Reproduce every one of the following records line for line, without changing a single character.

↓

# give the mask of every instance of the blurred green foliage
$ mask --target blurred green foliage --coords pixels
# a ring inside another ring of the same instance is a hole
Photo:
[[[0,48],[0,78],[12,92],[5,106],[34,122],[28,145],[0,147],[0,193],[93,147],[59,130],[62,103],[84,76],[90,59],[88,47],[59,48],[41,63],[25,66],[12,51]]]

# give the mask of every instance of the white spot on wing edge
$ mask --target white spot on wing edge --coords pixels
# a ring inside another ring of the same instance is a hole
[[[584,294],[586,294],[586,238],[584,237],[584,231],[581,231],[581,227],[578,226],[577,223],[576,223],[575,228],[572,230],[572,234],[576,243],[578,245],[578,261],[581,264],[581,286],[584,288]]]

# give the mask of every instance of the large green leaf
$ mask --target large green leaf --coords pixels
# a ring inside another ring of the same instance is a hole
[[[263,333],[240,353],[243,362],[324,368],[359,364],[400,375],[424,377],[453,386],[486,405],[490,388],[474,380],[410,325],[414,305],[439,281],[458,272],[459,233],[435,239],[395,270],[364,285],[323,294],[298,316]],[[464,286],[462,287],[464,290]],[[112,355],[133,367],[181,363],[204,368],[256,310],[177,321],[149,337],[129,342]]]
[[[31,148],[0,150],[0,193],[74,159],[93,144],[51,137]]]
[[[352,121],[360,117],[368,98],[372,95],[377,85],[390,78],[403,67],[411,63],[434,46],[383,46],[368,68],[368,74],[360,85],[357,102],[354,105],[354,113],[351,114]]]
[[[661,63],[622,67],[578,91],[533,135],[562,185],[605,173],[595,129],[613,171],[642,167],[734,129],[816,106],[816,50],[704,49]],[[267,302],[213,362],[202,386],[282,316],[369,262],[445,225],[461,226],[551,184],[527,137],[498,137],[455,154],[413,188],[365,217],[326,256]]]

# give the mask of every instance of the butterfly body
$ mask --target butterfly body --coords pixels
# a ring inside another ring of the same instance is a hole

↑

## Solution to the problem
# give the mask of every instance of the blurred green foliage
$ mask --target blurred green foliage --coords pixels
# a ring inside another ring of the same instance is a hole
Photo:
[[[0,48],[0,78],[12,92],[5,106],[34,122],[28,145],[0,147],[0,193],[93,147],[59,130],[62,103],[84,76],[90,59],[88,47],[59,48],[41,63],[25,66],[12,51]]]

# give the mask of every instance of the white spot on wing edge
$ mask --target white spot on wing edge --coords pixels
# a ring inside another ring of the same instance is a hole
[[[584,294],[586,294],[586,238],[584,237],[584,231],[581,231],[581,227],[578,226],[577,223],[576,223],[575,228],[572,230],[572,234],[576,243],[578,245],[578,261],[581,264],[581,286],[584,288]]]

# give the mask of every instance of the large green leaf
$ mask --target large green leaf --coords pixels
# a ring inside another ring of the same instance is a hole
[[[263,333],[240,353],[243,362],[324,368],[359,364],[400,375],[424,377],[453,386],[486,405],[490,388],[474,380],[410,325],[414,305],[439,281],[458,272],[459,233],[435,239],[395,270],[364,285],[323,294],[298,316]],[[464,286],[462,287],[464,290]],[[112,355],[133,367],[181,363],[204,368],[256,310],[177,321],[149,337],[129,342]]]
[[[31,148],[0,150],[0,193],[74,159],[93,144],[51,137]]]
[[[352,121],[360,117],[368,98],[372,95],[377,85],[390,78],[403,67],[411,63],[434,46],[383,46],[368,68],[368,74],[360,85],[357,102],[354,105],[354,113],[351,114]]]
[[[661,63],[622,67],[578,91],[533,135],[562,185],[605,173],[595,129],[613,171],[642,167],[734,129],[816,106],[816,50],[704,49]],[[267,302],[213,362],[202,386],[282,316],[369,262],[445,225],[461,226],[551,184],[527,137],[498,137],[455,154],[413,188],[365,217],[326,256]]]

# give the mask of every instance of the butterfly body
$ mask --target butterfly body --coords pixels
# a ring inside another ring of the same instance is a hole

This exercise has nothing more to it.